▶ WHAT TO WORK ON
All of the data below should be written out exactly.

Records from a collection:
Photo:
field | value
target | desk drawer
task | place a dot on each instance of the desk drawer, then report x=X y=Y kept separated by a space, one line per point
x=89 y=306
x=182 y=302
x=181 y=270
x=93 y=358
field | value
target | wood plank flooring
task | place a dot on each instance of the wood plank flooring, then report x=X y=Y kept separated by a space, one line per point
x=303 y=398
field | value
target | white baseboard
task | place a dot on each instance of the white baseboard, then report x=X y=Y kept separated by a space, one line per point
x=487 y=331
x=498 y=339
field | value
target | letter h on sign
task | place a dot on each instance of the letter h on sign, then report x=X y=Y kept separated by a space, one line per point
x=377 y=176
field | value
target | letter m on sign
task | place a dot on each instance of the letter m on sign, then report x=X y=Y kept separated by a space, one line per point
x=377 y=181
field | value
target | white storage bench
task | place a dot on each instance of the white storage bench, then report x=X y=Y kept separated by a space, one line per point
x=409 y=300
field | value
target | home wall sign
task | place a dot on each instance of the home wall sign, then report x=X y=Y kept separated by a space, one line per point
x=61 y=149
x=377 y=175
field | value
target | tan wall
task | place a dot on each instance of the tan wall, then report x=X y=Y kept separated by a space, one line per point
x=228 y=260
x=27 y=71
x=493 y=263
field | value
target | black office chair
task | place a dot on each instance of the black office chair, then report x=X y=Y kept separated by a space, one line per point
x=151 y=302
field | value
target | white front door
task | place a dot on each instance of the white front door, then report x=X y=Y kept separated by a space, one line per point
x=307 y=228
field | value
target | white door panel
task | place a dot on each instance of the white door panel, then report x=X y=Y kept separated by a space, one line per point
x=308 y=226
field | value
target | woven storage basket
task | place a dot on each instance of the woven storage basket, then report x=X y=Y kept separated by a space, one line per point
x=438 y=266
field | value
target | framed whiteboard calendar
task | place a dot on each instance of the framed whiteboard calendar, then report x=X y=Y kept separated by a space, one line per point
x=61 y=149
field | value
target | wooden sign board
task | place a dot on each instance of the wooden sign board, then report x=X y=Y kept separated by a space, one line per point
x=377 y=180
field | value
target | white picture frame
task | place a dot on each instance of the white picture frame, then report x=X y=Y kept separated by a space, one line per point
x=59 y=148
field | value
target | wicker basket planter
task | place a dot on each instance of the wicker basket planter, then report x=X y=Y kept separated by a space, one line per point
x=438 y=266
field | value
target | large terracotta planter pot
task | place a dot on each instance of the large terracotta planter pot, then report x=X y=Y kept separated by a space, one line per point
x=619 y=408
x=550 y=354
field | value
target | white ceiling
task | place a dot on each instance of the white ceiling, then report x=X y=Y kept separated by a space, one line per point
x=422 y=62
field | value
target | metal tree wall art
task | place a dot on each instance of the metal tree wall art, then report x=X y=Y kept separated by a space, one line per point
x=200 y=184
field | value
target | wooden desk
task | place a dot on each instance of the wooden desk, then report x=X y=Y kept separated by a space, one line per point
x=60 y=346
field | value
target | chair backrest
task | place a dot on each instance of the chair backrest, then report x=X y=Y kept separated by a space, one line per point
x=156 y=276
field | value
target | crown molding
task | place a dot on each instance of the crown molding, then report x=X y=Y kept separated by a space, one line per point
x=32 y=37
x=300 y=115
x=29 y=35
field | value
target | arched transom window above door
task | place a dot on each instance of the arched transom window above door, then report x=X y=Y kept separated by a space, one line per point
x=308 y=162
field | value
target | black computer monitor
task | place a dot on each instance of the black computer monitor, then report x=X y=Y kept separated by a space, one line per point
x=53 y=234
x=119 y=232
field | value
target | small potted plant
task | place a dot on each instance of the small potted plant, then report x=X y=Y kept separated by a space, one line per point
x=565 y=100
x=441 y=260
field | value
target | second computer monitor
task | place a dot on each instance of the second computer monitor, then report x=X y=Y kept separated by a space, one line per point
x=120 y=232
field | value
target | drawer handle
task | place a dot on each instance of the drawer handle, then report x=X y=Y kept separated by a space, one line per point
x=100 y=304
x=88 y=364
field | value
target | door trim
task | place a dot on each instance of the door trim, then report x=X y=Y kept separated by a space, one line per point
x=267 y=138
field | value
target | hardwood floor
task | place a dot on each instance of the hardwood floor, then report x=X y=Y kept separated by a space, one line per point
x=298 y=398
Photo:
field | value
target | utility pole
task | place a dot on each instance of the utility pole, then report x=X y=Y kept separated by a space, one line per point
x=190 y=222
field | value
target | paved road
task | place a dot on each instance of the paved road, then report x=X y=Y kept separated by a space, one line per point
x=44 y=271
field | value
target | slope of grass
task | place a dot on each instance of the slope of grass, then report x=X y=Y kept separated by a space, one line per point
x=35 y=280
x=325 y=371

▶ RESULT BELOW
Photo:
field | value
target | desk drawer
task | place a dot on each instance of the desk drawer, then report x=X y=Y kept separated by a space, one line per point
x=89 y=306
x=182 y=302
x=181 y=270
x=93 y=358
field | value
target | wood plank flooring
task | place a dot on each instance of the wood plank flooring, then report x=X y=Y kept separated by a space, one line per point
x=303 y=398
field | value
target | white baseboard
task | place a dot on each instance of the white baseboard, then report x=X y=Y kept separated by a space, one line per point
x=487 y=331
x=498 y=339
field | value
target | letter h on sign
task | place a dot on each instance of the letter h on sign, then report x=X y=Y kept separated by a space, one line per point
x=377 y=176
field | value
target | letter m on sign
task | place a dot on each instance of the letter m on sign, then report x=X y=Y kept separated by a space, one line per point
x=377 y=181
field | value
target | white storage bench
task | place a dot on each instance of the white storage bench, then report x=X y=Y kept separated by a space, one line per point
x=409 y=300
field | value
target | home wall sign
task | place a dot on each instance of the home wall sign, then report x=X y=Y kept separated by a space, one line per point
x=61 y=149
x=377 y=175
field | value
target | tan wall
task | place a dot on each instance of the tan wall, then report x=X y=Y kept separated by a space, one line per point
x=228 y=260
x=27 y=71
x=493 y=263
field | value
target | black office chair
task | place a dot on each instance of the black office chair, then report x=X y=Y kept separated by a space, one line per point
x=151 y=302
field | value
target | white front door
task | place a dot on each instance of the white front door, then report x=X y=Y kept separated by a space, one line per point
x=307 y=228
field | value
target | white door panel
task | place a dot on each instance of the white door panel, then report x=X y=Y kept separated by a space, one line per point
x=308 y=226
field | value
target | woven storage basket
task | place a dot on each instance of the woven storage basket, then report x=X y=Y kept separated by a space, one line per point
x=438 y=266
field | value
target | framed whiteboard calendar
task | place a dot on each instance of the framed whiteboard calendar, then report x=X y=Y kept separated by a space, one line per point
x=61 y=149
field | value
target | wooden sign board
task | place a dot on each instance of the wooden sign board, then report x=X y=Y kept separated by a space, one line per point
x=377 y=180
field | value
target | white picture frame
task | place a dot on each instance of the white picture frame, then report x=X y=Y kept separated by a space, one line per point
x=59 y=148
field | value
target | wicker basket planter
task | place a dot on each instance of the wicker basket planter, then report x=X y=Y kept separated by a space, one line per point
x=438 y=266
field | value
target | large terracotta planter pot
task | place a dot on each instance of the large terracotta planter pot, then report x=X y=Y kept separated by a space, one line per point
x=619 y=408
x=550 y=354
field | value
target | white ceiling
task | place a dot on each instance of the white ceiling, then report x=X y=Y kept separated by a space, one line per point
x=422 y=62
field | value
target | metal tree wall art
task | place a dot on each instance of the metal tree wall art, then report x=X y=Y kept separated by a space, one line per point
x=200 y=184
field | value
target | wooden desk
task | place a dot on each instance of the wooden desk, then report x=X y=Y kept separated by a space, one line per point
x=60 y=346
field | value
target | chair backrest
task | place a dot on each instance of the chair backrest, then report x=X y=Y kept separated by a space, one line per point
x=156 y=276
field | value
target | crown molding
task | place a dot on each instance of the crown molding, then report x=X y=Y kept separated by a space, one line per point
x=32 y=37
x=300 y=115
x=29 y=35
field | value
target | arched transom window above door
task | place a dot on each instance of the arched transom window above door, then report x=X y=Y kept separated by a space, one line per point
x=308 y=162
field | value
target | black computer monitor
task | place a dot on each instance of the black computer monitor, then report x=X y=Y kept separated by a space, one line per point
x=53 y=234
x=119 y=232
field | value
target | small potted plant
task | place a dot on each instance of the small potted plant, then report x=X y=Y kept separated by a space, one line per point
x=565 y=100
x=441 y=260
field | value
target | second computer monitor
task | place a dot on each instance of the second computer monitor, then report x=X y=Y kept separated by a space, one line per point
x=120 y=232
field | value
target | drawer handle
task | place a dot on each instance of the drawer handle, then report x=X y=Y kept separated by a space, one line per point
x=100 y=304
x=88 y=364
field | value
target | door trim
task | place a dot on each instance of the door trim, then report x=X y=Y kept separated by a space, one line per point
x=267 y=138
field | value
target | hardwood floor
task | place a dot on each instance of the hardwood floor, then report x=X y=Y kept separated by a space, one line per point
x=298 y=398
Photo:
field | value
target | utility pole
task | place a dot on each instance of the utility pole, then report x=X y=Y kept separated by a space, one line per point
x=190 y=222
field | value
target | paved road
task | place a dot on each instance of the paved road, then report x=X y=Y kept separated by a space, one line per point
x=44 y=271
field | value
target | slope of grass
task | place a dot on each instance of the slope of grass, then report x=X y=Y kept separated by a space, one line per point
x=35 y=280
x=325 y=371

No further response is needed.